(Data extracted from a collection)
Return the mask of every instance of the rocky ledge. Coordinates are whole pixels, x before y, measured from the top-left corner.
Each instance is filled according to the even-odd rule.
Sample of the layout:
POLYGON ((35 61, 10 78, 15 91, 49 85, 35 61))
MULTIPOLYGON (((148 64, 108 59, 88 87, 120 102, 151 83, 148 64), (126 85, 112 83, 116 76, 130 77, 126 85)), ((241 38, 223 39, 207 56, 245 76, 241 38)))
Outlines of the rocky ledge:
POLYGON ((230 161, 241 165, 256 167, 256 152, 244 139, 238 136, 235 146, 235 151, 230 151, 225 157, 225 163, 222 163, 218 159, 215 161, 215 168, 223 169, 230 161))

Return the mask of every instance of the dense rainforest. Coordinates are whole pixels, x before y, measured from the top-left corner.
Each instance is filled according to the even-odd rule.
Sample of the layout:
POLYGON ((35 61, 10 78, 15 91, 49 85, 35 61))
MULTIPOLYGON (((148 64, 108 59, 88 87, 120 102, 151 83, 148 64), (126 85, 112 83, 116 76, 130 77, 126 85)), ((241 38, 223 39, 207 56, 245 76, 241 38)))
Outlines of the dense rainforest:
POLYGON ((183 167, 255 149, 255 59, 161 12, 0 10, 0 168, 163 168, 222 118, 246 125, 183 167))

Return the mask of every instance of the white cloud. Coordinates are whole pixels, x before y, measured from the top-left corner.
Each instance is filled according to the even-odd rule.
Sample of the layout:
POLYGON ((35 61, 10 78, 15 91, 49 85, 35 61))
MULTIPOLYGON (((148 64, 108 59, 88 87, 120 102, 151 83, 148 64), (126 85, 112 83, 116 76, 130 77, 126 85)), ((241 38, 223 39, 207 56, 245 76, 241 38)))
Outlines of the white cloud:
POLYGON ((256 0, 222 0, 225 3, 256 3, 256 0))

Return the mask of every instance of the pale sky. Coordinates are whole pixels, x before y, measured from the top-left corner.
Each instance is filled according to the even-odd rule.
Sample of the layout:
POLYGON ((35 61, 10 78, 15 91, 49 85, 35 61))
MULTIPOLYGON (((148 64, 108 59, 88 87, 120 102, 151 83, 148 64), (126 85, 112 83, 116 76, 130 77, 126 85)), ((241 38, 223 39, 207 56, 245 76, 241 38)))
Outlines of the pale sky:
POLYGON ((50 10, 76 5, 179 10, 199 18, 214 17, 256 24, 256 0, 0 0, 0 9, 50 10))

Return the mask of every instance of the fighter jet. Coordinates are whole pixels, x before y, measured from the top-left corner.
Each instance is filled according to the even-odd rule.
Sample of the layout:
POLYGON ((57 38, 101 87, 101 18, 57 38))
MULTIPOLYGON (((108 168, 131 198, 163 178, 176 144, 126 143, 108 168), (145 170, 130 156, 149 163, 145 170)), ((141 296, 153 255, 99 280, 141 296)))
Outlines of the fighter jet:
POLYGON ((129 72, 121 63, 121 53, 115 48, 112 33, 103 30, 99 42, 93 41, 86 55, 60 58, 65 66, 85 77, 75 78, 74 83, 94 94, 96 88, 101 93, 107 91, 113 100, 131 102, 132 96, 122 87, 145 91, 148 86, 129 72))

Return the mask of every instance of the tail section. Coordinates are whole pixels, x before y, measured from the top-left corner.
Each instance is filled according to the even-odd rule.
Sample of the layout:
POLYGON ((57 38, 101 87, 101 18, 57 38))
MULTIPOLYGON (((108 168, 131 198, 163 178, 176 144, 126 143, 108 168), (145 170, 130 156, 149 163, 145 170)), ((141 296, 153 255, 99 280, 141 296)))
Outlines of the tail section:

* **Instructions for the task**
Copy out every row above verbatim, keeping each character unchanged.

* **Worked answer**
Return the mask of every instance of the rocky ledge. Coordinates are whole pixels, x before y, measured from the top-left corner.
Each instance is filled according to the even-odd rule.
Sample of the layout:
POLYGON ((35 61, 10 78, 15 91, 49 85, 35 61))
MULTIPOLYGON (((148 64, 108 59, 88 87, 120 102, 151 83, 148 64), (126 85, 112 83, 116 76, 130 77, 126 85)), ((241 38, 223 39, 207 56, 245 76, 241 38)))
Outlines of the rocky ledge:
POLYGON ((230 161, 241 165, 256 167, 256 152, 244 139, 238 136, 235 146, 235 151, 230 151, 225 157, 225 163, 222 163, 218 159, 215 161, 215 168, 223 169, 230 161))

Return the mask of every instance of the dense rainforest. Coordinates are whole pixels, x before y, measured from the top-left corner.
Each instance is filled according to the even-odd rule.
Sample of the layout:
POLYGON ((35 61, 10 78, 15 91, 49 85, 35 61))
MULTIPOLYGON (((148 64, 108 59, 88 87, 120 102, 151 83, 148 64), (126 85, 112 83, 116 76, 130 77, 126 85)), ((241 38, 223 39, 207 56, 245 76, 241 38)))
Outlines of the dense rainforest:
POLYGON ((183 167, 255 149, 255 59, 161 12, 0 10, 0 168, 163 168, 222 118, 246 125, 183 167))

Return the mask of every instance of the white cloud. Coordinates are whole pixels, x before y, measured from the top-left corner.
Each instance is filled according to the even-odd rule.
Sample of the layout:
POLYGON ((35 61, 10 78, 15 91, 49 85, 35 61))
MULTIPOLYGON (((148 64, 108 59, 88 87, 120 102, 151 83, 148 64), (126 85, 112 83, 116 76, 130 77, 126 85)), ((241 38, 223 39, 207 56, 245 76, 241 38)))
Outlines of the white cloud:
POLYGON ((256 0, 222 0, 225 3, 256 3, 256 0))

Return the mask of every instance of the pale sky. Coordinates are whole pixels, x before y, measured from the top-left corner.
Each instance is filled according to the even-odd rule.
Sample of the layout:
POLYGON ((35 61, 10 78, 15 91, 49 85, 35 61))
MULTIPOLYGON (((148 64, 108 59, 88 87, 120 102, 151 83, 148 64), (126 85, 112 83, 116 76, 130 77, 126 85)), ((241 38, 223 39, 207 56, 245 76, 241 38)))
Outlines of the pale sky:
POLYGON ((50 10, 76 5, 179 10, 199 18, 214 17, 256 24, 256 0, 0 0, 0 9, 50 10))

Return the mask of every instance of the fighter jet. Coordinates are whole pixels, x before y, measured from the top-left corner.
Each instance is filled according to the even-odd rule.
Sample of the layout:
POLYGON ((57 38, 101 87, 101 18, 57 38))
MULTIPOLYGON (((108 168, 131 198, 163 178, 176 144, 126 143, 108 168), (145 170, 130 156, 149 163, 145 170)), ((141 296, 153 255, 99 280, 141 296)))
Outlines of the fighter jet:
POLYGON ((129 72, 121 63, 121 53, 115 48, 112 33, 103 30, 99 42, 93 41, 86 55, 60 58, 65 66, 85 77, 75 78, 74 83, 94 94, 96 88, 101 93, 107 91, 113 100, 131 102, 132 96, 122 87, 145 91, 148 86, 129 72))

Return the mask of every instance of the tail section. Coordinates are whole pixels, x before y, measured from the top-left corner.
Each instance is filled according to the even-odd rule.
Sample of the layout:
POLYGON ((57 38, 101 87, 101 18, 57 38))
MULTIPOLYGON (((108 168, 131 198, 163 178, 176 144, 126 143, 108 168), (145 170, 130 156, 149 163, 145 170)), ((141 296, 153 255, 99 280, 141 296)))
Outlines of the tail section:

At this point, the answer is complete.